### [Exercise set]
a - In the Tolga Aktas interview, what did he give his cousin the use of so he could get a chicken egg?
b - Carry on the Tolga Aktas interview from its final sentence.

Tolga Aktas exploring the natural landscapes in the Cotswolds, United Kingdom. Credit: Clint Randall


Q: What experiences sparked your passion for the natural world? 

 Tolga Aktas (TA): It all started with following my uncle at dawn and dusk as he took his sheep and goats out to graze near the mountains in Northern Cyprus. I had the opportunity to travel between Northern Cyprus and Jamaica a lot because my parents were from these countries. This allowed me to discover different habitats, ecosystems and fundamentally the wildlife that were native to these countries. My favorite memories were created in Northern Cyprus during my upbringing, as I spent a lot of time away from my cousins in the fields near our homes. Living in a village there were loads of animals running around, lizards, bugs and snakes. I was always in awe with what I saw around me, alongside my uncle’s farm livestock. It really gave me a true appreciation of the natural world, even to a point that I traded the use of my Gameboy Advance to my cousin so I could get my hands on a chicken egg. I think I was around five or six when I first had a sense of the animals and environment around me, and this later led to being exposed to wildlife documentaries where the late Steve Irwin and Sir David Attenborough changed everything for me.

### [Stored data entries]
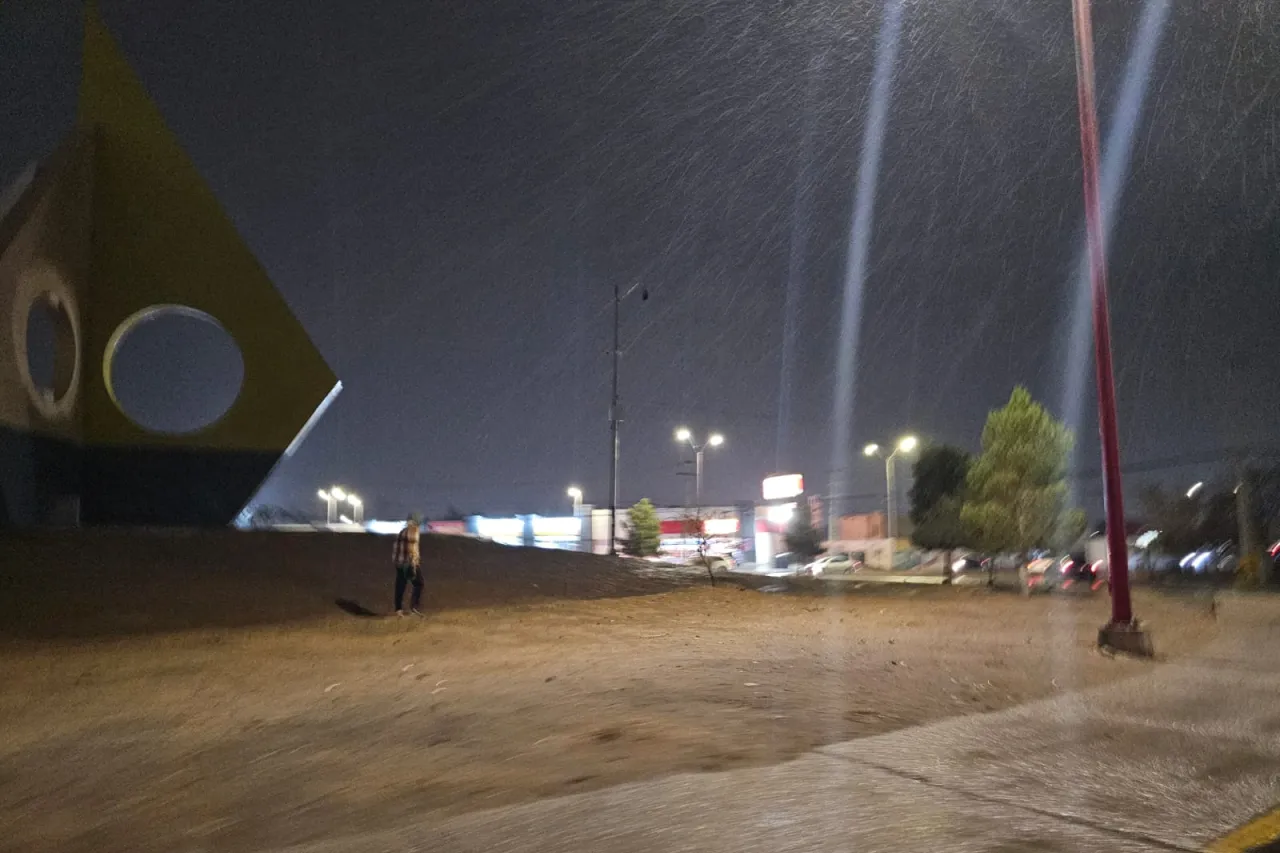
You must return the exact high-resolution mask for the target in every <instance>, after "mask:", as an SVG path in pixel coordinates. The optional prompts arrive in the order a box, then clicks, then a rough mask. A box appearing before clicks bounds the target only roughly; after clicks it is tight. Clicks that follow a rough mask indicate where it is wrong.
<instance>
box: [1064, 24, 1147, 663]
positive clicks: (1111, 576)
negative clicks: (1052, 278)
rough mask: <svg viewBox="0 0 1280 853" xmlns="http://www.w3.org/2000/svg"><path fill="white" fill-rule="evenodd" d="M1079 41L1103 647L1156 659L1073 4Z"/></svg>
mask: <svg viewBox="0 0 1280 853" xmlns="http://www.w3.org/2000/svg"><path fill="white" fill-rule="evenodd" d="M1071 13H1073V15H1071V17H1073V24H1074V27H1073V31H1074V36H1075V92H1076V106H1078V108H1079V117H1080V164H1082V167H1083V168H1082V172H1083V178H1084V224H1085V238H1087V240H1085V242H1087V243H1088V248H1089V278H1091V284H1092V288H1091V289H1092V296H1093V350H1094V355H1093V361H1094V364H1093V366H1094V370H1096V375H1097V387H1098V437H1100V438H1101V439H1102V493H1103V501H1102V506H1103V510H1105V511H1106V516H1107V570H1108V576H1110V579H1111V584H1110V585H1111V621H1110V622H1108V624H1107V625H1105V626H1103V628H1102V630H1101V631H1100V633H1098V643H1100V644H1107V646H1115V647H1117V648H1123V649H1125V651H1137V652H1139V653H1143V654H1148V656H1149V654H1151V639H1149V637H1147V634H1146V633H1144V631H1143V630H1142V629H1140V628H1139V626H1138V624H1137V620H1134V617H1133V605H1132V602H1130V601H1129V555H1128V542H1126V540H1125V519H1124V491H1123V488H1121V480H1120V435H1119V432H1120V430H1119V427H1117V423H1116V421H1117V416H1116V389H1115V371H1114V369H1112V366H1111V314H1110V309H1108V306H1107V250H1106V241H1105V233H1106V232H1105V229H1103V222H1102V201H1101V193H1100V175H1098V172H1100V169H1098V160H1100V159H1101V155H1100V147H1101V146H1100V143H1098V110H1097V105H1096V93H1094V76H1093V8H1092V4H1091V0H1071Z"/></svg>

### [Responses per task]
a - His Gameboy Advance.

b -
My journey was a bit scrambled at first as I had to go through a career change from electrical engineering to be where I am today. I always knew I loved wildlife, but when I was younger I didn’t have the resources to push me to do what I am doing today. When I was growing up, I never saw a Black person presenting wildlife programs or doing other kinds of wildlife work. I thought it was a lost cause back then and after I left secondary school with bad grades, I settled with anything that would get me by and this is where I got into electrical engineering.

Q: So how did you make it in the wildlife conservation world?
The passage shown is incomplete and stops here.